Job: Reproduce every line of the records below, requests included, shifting each point coordinate in the answers by -43. Omit the pictures.
··· Data section ···
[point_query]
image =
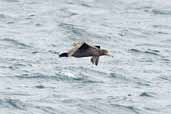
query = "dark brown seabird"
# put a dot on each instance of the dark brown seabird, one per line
(85, 50)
···
Written solution:
[point_query]
image =
query = "dark brown seabird"
# put a dot on each instance of the dark brown seabird, one per line
(42, 7)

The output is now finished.